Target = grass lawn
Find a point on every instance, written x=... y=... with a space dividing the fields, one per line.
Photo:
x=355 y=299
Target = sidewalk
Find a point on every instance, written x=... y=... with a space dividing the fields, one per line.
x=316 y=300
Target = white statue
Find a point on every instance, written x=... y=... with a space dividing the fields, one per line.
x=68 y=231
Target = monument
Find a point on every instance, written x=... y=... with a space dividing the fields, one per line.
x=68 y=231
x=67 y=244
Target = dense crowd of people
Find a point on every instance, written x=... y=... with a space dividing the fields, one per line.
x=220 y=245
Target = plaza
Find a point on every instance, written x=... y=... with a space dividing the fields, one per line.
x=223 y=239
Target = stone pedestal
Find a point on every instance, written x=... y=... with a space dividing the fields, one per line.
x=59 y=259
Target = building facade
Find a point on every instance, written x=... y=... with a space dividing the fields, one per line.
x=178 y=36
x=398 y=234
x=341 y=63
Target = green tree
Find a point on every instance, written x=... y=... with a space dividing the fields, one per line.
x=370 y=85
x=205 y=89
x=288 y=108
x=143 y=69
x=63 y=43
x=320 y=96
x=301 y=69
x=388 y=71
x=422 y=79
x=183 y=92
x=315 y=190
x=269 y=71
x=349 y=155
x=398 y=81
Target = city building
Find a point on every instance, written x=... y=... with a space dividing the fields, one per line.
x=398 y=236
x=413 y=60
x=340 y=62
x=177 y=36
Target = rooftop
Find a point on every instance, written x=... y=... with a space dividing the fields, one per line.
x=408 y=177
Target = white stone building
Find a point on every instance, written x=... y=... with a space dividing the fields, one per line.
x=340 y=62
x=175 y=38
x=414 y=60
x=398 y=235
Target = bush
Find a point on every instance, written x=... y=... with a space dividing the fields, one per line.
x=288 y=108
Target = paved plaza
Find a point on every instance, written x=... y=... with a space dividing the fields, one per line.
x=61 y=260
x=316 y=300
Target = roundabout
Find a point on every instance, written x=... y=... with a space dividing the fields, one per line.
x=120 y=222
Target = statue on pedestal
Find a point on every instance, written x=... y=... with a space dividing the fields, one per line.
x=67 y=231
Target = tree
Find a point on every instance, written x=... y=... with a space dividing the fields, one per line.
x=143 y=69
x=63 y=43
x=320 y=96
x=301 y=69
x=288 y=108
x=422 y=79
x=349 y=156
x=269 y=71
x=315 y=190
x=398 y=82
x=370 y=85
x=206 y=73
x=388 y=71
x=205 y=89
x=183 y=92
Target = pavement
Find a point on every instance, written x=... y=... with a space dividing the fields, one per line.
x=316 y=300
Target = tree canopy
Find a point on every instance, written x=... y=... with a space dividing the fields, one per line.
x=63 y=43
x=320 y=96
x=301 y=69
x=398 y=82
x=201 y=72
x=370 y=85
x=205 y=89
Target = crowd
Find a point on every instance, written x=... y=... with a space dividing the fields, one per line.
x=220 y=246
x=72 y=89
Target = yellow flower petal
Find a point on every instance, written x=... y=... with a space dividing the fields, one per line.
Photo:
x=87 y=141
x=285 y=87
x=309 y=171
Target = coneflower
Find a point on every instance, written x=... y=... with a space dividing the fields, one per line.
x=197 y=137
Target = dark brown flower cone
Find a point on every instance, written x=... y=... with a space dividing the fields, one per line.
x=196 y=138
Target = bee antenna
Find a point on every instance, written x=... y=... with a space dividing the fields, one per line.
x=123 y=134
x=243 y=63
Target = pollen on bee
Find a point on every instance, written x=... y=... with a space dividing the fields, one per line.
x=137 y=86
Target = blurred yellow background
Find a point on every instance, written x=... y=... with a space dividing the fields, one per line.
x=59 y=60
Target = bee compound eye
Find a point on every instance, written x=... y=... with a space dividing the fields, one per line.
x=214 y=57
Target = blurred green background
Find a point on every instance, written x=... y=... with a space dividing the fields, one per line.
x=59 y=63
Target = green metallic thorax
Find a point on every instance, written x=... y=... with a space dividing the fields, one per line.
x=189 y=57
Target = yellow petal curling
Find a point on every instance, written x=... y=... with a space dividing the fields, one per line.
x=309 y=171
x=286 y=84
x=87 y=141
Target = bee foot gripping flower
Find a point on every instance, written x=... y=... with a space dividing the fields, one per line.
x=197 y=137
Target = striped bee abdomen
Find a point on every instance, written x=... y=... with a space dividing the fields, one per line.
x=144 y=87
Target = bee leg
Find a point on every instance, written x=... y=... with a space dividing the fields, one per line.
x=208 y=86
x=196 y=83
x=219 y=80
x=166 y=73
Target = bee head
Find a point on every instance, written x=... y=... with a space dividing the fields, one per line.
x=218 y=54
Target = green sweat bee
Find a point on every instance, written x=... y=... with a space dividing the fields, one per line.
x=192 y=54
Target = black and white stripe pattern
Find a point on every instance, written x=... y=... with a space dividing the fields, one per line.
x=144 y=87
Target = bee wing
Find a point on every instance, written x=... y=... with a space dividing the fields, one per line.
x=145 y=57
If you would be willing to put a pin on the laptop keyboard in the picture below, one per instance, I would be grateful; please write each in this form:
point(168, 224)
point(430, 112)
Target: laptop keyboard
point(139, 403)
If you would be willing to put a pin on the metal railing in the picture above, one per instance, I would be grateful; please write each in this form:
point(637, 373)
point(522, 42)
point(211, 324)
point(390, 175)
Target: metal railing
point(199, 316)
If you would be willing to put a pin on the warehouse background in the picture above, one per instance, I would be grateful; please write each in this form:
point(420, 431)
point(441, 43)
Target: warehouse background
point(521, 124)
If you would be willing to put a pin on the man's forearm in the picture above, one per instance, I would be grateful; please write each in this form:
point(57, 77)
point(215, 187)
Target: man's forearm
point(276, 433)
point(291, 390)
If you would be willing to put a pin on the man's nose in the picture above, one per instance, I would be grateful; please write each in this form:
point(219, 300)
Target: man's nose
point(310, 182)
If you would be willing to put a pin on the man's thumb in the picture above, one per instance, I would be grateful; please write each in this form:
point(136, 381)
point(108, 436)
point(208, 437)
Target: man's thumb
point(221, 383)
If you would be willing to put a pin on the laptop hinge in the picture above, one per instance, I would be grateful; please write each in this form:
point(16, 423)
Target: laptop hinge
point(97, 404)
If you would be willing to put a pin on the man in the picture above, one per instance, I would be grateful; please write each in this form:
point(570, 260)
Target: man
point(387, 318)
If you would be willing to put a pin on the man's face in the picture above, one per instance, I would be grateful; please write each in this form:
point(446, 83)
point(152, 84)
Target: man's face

======

WORK ORDER: Repeat, exactly as they stand above, the lines from the line with "Target = sidewalk" to the line with "Target = roundabout", both lines included.

RESPONSE FOR THIS EXERCISE:
Target = sidewalk
Find a point on every instance, written x=... y=... with a space dividing the fields, one per line.
x=316 y=300
Target = white statue
Find a point on every instance, written x=... y=... with a space dividing the fields, one per line.
x=68 y=231
Target = monument
Find a point on every instance, written x=... y=... with a space dividing the fields, one per line.
x=68 y=231
x=67 y=244
Target = dense crowd of people
Find a point on every instance, written x=... y=... with a space dividing the fields, one per line.
x=220 y=245
Target = plaza
Find a point on every instance, written x=... y=... with a space dividing the fields, one per line.
x=223 y=239
Target = stone pedestal
Find a point on every instance, written x=... y=... with a space dividing the fields, one per line.
x=59 y=259
Target = building facade
Find a point on every instance, written x=... y=... with a space dividing the fields, one per line.
x=178 y=36
x=398 y=234
x=341 y=63
Target = green tree
Find a point on every instance, written x=... y=... with a space dividing the fields, one per line.
x=370 y=85
x=205 y=89
x=288 y=108
x=143 y=69
x=63 y=43
x=320 y=96
x=301 y=69
x=388 y=71
x=422 y=79
x=183 y=92
x=315 y=190
x=269 y=71
x=349 y=155
x=398 y=81
Target = city building
Find a point on every instance, written x=... y=... with a space dividing the fields, one per line.
x=398 y=236
x=413 y=60
x=340 y=62
x=177 y=36
Target = rooftop
Find a point on every instance, written x=... y=... with a space dividing the fields, one per line.
x=408 y=177
Target = white stone building
Find a point on every instance, written x=... y=... with a space dividing the fields, one per line.
x=340 y=62
x=175 y=38
x=414 y=60
x=398 y=235
Target = bush
Find a point on every instance, written x=... y=... with a space dividing the fields, one per line.
x=288 y=108
Target = paved plaza
Find a point on every instance, written x=... y=... with a space dividing the fields, one per line.
x=61 y=260
x=316 y=300
Target = roundabout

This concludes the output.